* Required work:
Starting at the line with "Locate every baby's", retype every line through the end of the listing exactly as written, and nothing before it.
(Beginning of Records to process)
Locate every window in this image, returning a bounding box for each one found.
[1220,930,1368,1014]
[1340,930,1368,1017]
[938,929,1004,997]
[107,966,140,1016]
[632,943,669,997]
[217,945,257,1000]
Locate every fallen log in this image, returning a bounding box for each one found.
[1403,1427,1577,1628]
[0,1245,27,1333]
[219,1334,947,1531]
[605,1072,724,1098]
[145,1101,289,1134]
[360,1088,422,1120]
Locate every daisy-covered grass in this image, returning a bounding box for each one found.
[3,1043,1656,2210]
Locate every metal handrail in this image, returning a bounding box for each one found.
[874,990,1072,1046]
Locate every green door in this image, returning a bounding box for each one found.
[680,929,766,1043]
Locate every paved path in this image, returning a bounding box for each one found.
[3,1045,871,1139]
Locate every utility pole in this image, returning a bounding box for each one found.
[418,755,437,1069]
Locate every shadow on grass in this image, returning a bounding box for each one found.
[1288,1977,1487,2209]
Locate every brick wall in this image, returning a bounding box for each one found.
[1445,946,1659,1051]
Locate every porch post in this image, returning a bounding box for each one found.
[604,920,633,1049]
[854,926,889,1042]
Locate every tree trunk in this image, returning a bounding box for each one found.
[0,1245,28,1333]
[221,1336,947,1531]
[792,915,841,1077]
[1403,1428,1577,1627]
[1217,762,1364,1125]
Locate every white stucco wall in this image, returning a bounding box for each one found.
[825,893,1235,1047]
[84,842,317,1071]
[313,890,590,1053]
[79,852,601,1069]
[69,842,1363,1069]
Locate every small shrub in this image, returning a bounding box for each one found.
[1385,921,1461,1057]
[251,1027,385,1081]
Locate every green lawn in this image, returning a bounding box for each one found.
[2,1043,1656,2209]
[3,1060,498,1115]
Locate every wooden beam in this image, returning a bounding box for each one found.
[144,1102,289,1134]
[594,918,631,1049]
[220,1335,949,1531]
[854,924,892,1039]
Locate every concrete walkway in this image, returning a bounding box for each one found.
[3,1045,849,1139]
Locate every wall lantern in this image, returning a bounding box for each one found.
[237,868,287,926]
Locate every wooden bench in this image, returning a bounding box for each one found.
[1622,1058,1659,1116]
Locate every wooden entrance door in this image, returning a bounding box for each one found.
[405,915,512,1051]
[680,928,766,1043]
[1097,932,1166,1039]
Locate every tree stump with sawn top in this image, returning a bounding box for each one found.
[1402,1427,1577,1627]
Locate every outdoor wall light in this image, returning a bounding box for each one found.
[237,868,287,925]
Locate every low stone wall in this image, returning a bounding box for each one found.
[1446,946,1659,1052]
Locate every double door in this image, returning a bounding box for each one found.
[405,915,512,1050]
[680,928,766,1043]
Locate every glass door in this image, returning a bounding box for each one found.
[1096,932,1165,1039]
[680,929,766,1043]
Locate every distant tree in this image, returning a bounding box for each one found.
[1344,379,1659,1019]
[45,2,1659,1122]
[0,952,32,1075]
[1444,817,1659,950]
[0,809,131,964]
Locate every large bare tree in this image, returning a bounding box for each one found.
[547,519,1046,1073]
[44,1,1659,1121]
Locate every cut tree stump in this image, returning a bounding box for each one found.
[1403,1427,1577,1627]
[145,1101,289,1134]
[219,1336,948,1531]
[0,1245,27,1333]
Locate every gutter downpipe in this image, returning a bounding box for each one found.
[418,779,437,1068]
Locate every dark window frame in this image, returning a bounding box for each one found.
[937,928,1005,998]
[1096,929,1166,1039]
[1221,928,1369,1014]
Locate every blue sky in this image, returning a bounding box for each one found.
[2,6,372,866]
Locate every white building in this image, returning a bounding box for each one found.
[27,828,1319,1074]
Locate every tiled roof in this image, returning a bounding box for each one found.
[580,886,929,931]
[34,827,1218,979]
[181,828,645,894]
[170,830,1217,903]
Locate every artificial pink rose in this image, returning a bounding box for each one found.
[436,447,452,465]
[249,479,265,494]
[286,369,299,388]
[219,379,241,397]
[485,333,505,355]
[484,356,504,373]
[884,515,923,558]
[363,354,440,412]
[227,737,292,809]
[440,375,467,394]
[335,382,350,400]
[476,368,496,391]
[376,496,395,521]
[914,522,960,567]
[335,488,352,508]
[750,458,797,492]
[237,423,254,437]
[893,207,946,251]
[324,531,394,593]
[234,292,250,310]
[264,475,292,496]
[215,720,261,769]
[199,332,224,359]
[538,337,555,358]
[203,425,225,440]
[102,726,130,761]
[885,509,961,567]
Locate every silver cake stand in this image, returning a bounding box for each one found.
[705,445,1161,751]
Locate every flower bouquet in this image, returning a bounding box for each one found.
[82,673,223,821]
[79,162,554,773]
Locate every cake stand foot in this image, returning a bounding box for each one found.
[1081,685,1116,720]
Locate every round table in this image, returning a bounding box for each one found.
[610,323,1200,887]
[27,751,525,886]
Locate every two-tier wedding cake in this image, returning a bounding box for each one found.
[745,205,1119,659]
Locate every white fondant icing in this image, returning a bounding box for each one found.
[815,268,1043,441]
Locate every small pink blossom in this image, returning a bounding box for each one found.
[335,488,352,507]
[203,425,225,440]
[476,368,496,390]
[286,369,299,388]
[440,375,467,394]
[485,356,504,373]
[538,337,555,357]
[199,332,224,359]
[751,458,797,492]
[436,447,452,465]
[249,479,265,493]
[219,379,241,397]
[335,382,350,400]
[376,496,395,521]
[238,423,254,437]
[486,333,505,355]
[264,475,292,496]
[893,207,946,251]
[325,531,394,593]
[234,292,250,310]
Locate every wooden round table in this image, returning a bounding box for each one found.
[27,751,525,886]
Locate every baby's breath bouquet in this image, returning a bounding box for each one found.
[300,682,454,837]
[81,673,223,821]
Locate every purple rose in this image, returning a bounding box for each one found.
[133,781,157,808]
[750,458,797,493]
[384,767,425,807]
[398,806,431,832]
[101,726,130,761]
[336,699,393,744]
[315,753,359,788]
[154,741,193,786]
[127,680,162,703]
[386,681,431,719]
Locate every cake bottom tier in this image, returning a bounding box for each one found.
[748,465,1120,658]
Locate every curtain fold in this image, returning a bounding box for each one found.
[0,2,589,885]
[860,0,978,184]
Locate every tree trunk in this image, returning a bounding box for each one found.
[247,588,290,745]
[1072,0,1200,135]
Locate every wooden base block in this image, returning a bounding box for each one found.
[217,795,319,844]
(End of Records to process)
* Response:
Locate every baby's breath bouquet in this image, returning a bounding box for each one found.
[300,682,454,837]
[81,673,223,821]
Locate every purple rose in this image, returning a bounding box for each one found.
[133,781,157,808]
[750,458,797,493]
[384,767,425,807]
[398,806,431,832]
[101,726,130,761]
[336,699,393,744]
[315,753,359,788]
[154,741,193,786]
[127,680,162,703]
[386,681,431,719]
Locate every cake bottom tier in this image, returning a bounding box for each one found.
[748,465,1120,658]
Locate every curtain fold in this image, returning a bounding box for each one found.
[0,2,589,885]
[860,0,978,184]
Locate every tree trunk in this image, returning a bounding box for each one found.
[247,588,290,745]
[1072,0,1200,135]
Locate every wooden base block in this image, returning a bounding box for each one found.
[217,795,319,844]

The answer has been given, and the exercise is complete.